Problem statement: Display each line of the records below that contains the string "smiling", copying the line in full. Matches must agree in case.

Material provided:
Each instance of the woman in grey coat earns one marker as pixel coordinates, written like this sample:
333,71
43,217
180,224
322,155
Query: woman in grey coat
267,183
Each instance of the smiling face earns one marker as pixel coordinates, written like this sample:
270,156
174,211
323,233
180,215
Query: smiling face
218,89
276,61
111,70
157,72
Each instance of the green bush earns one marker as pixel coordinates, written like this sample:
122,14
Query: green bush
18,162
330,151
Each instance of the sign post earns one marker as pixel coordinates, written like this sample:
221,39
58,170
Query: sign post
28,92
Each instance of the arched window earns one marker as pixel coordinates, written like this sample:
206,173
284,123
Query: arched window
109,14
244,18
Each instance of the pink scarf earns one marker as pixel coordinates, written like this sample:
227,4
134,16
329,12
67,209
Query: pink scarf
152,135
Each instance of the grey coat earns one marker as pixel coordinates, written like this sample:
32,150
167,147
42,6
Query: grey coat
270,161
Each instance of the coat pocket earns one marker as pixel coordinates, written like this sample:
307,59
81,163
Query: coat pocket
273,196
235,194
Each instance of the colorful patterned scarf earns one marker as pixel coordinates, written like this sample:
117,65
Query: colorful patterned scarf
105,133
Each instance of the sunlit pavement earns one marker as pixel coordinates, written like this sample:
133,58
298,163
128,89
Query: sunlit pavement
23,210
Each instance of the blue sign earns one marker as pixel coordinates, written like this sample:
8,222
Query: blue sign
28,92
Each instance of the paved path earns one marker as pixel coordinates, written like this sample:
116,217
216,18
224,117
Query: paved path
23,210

---

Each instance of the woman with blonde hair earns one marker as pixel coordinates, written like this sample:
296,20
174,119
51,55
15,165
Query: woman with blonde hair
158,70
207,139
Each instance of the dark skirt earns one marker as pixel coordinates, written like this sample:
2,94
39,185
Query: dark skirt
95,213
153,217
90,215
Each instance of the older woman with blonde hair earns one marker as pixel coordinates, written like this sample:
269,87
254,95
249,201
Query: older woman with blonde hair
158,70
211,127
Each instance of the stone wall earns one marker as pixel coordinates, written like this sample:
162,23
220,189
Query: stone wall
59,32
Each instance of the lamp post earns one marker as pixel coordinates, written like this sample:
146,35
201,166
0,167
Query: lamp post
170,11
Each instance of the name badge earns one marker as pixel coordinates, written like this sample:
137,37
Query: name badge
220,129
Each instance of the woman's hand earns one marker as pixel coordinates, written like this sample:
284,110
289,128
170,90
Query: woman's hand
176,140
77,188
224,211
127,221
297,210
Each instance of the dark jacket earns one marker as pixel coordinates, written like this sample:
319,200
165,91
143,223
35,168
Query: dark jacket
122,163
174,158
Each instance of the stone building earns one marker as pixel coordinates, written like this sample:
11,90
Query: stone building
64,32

Solution for this problem:
Each instance of the smiling face earns one marker as pixel coordinates, written like this sample:
Query: smiling face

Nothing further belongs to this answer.